» INSTRUCTION:
Reproduce every one of the records below word for word, leaving out the pictures.

» Image annotation data:
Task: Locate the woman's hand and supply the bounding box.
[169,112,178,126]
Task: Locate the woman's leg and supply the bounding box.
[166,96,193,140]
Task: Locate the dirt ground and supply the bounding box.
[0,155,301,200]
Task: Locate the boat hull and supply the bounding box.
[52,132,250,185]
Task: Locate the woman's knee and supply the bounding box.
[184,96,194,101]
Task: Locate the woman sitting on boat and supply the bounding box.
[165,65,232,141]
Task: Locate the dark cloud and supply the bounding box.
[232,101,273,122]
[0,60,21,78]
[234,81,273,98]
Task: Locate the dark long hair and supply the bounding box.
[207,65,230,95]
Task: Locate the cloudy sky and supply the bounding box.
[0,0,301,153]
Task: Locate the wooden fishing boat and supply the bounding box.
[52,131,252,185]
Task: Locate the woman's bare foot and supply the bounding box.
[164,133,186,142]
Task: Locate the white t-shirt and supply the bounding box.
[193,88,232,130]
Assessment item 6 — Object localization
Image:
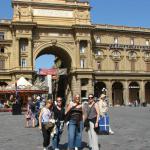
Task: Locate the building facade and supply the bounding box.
[0,0,150,105]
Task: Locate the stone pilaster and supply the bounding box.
[139,81,145,103]
[13,36,20,68]
[87,41,92,68]
[88,79,94,94]
[75,40,80,68]
[123,81,129,105]
[106,81,113,106]
[27,39,33,68]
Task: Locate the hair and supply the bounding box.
[88,93,94,97]
[45,99,53,105]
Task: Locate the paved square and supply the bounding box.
[0,107,150,150]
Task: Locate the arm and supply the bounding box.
[39,109,43,130]
[94,103,99,127]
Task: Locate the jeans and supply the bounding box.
[42,125,50,147]
[68,120,83,149]
[52,123,63,149]
[88,121,99,150]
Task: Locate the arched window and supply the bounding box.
[21,58,27,67]
[0,59,5,69]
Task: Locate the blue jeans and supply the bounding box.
[52,125,63,149]
[68,120,83,149]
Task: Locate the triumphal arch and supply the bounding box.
[0,0,150,105]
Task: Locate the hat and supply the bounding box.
[100,94,106,99]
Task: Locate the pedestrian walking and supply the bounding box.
[98,94,114,134]
[39,99,53,150]
[87,94,99,150]
[25,97,35,128]
[66,94,83,150]
[52,97,65,150]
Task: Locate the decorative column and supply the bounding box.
[87,40,92,68]
[28,38,33,69]
[71,75,77,98]
[12,35,20,69]
[75,40,80,68]
[75,79,81,95]
[88,79,94,95]
[139,81,145,103]
[105,81,113,106]
[123,81,129,105]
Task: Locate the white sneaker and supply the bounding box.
[109,130,114,135]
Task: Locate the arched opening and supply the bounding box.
[112,82,124,106]
[35,46,72,99]
[129,82,140,104]
[94,81,107,98]
[0,81,8,87]
[145,82,150,104]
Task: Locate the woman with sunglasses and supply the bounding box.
[52,97,65,150]
[66,94,83,150]
[87,94,99,150]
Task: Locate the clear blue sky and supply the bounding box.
[0,0,150,68]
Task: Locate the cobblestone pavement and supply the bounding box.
[0,107,150,150]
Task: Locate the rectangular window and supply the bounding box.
[130,38,134,45]
[0,59,5,70]
[145,40,149,46]
[80,41,87,53]
[114,37,118,44]
[97,62,101,70]
[19,39,28,52]
[146,63,150,72]
[131,61,135,71]
[96,36,101,44]
[21,58,27,67]
[80,59,85,68]
[0,32,4,40]
[114,62,119,71]
[0,47,4,53]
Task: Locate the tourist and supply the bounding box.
[52,97,65,150]
[39,99,53,150]
[25,97,35,128]
[66,94,83,150]
[98,94,114,134]
[87,94,99,150]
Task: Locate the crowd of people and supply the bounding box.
[25,94,113,150]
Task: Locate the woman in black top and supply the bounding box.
[52,97,65,149]
[66,94,83,150]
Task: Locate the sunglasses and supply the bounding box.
[89,96,93,99]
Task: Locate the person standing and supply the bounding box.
[87,94,99,150]
[52,97,65,150]
[98,94,114,135]
[66,94,83,150]
[39,99,53,150]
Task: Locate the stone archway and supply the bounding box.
[33,41,75,98]
[94,81,106,98]
[145,82,150,104]
[112,82,124,106]
[129,81,140,104]
[33,41,76,67]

» TASK SOLUTION:
Task: Locate the woman's hand and supply the bounding box.
[169,112,178,126]
Task: Locate the woman's leg and supply the bounding box.
[166,96,193,140]
Task: Locate the dirt ground and supply the bounding box.
[0,155,301,200]
Task: Locate the boat hull and supply the bounding box.
[52,132,250,185]
Task: Locate the woman's knee and supply the bounding box.
[184,96,194,101]
Task: Locate the woman sitting on boat and supply the bounding box.
[165,65,232,141]
Task: Locate the dark cloud and supply the bounding box.
[232,101,273,122]
[0,60,21,78]
[234,81,273,98]
Task: Locate the dark long hair and supply the bounding box.
[207,65,230,95]
Task: Locate the cloudy sky and supply the bounding box.
[0,0,301,153]
Task: Locate the wooden fishing boat and supply the bounding box.
[52,131,252,185]
Task: Locate the woman's bare foot and supply the bounding box.
[164,133,186,142]
Task: Locate the white t-shirt and supply the bounding box.
[193,88,232,130]
Assessment item 6 — Object localization
Image:
Task: Locate the building facade and supply the bounding box.
[0,0,150,105]
Task: Locate the stone pilaster and supply the bounding box.
[139,81,145,103]
[13,36,20,68]
[87,41,92,68]
[88,79,94,94]
[75,40,80,68]
[123,81,129,105]
[106,81,113,106]
[27,39,33,68]
Task: Locate the hair and supply the bounding box.
[88,93,94,97]
[45,99,53,105]
Task: Locate the paved square and supply the bounding box.
[0,107,150,150]
Task: Locate the arm and supply the bounding box.
[39,109,43,130]
[94,103,99,127]
Task: Locate the jeans and supply the bounding box.
[42,125,50,147]
[68,120,83,149]
[52,123,63,149]
[88,121,99,150]
Task: Locate the arched window and supply the bounding box.
[21,58,27,67]
[0,59,5,69]
Task: Locate the blue jeans and supply the bounding box.
[52,125,63,149]
[68,120,83,149]
Task: Locate the triumphal arch and supply the bounding box.
[0,0,150,105]
Task: Locate the hat and supply the bounding box.
[100,94,106,99]
Task: Locate the pedestrian walking and supply the bounding box.
[98,94,114,134]
[39,99,53,150]
[87,94,99,150]
[25,97,35,128]
[66,94,83,150]
[52,97,65,150]
Task: Locate the decorative column and supply the bounding box.
[87,40,92,68]
[28,38,33,69]
[71,75,77,98]
[12,35,20,69]
[75,40,80,68]
[75,79,81,95]
[88,79,94,95]
[139,81,145,103]
[105,81,113,106]
[123,81,129,105]
Task: Locate the white sneaker and supply the bounding box.
[109,130,114,135]
Task: Locate the arched opening and supply the bounding box.
[112,82,124,106]
[35,46,72,99]
[129,82,140,104]
[94,81,107,98]
[0,81,8,87]
[145,82,150,104]
Task: Locate the woman with sunglasses and supply the bounding box.
[52,97,65,150]
[66,94,83,150]
[87,94,99,150]
Task: Locate the clear blue sky and supply the bounding box.
[0,0,150,68]
Task: Locate the cobblestone pavement and supply the bounding box.
[0,107,150,150]
Task: Locate the rectangular window and supply the bounding box.
[130,38,134,45]
[0,59,5,70]
[145,40,149,46]
[80,41,87,53]
[114,37,118,44]
[97,62,101,70]
[19,39,28,52]
[146,63,150,72]
[131,61,135,71]
[96,36,101,44]
[21,58,27,67]
[80,59,85,68]
[0,32,4,40]
[114,62,119,71]
[0,47,4,53]
Task: Locate the tourist and supply the bounding box.
[52,97,65,150]
[39,99,53,150]
[25,97,35,128]
[66,94,83,150]
[98,94,114,134]
[87,94,99,150]
Task: Locate the crowd of people and supply the bounding box.
[25,94,113,150]
Task: Locate the woman in black top and supply the bounding box.
[52,97,65,149]
[66,94,83,150]
Task: Locate the sunglasses and supply the bounding box.
[89,96,93,99]
Task: Locate the person standing and supply the bounding box.
[87,94,99,150]
[52,97,65,150]
[98,94,114,135]
[66,94,83,150]
[39,99,53,150]
Task: Locate the stone archway and supply the bounding box.
[33,41,75,98]
[94,81,106,98]
[145,82,150,104]
[112,82,124,106]
[129,81,140,104]
[33,41,76,67]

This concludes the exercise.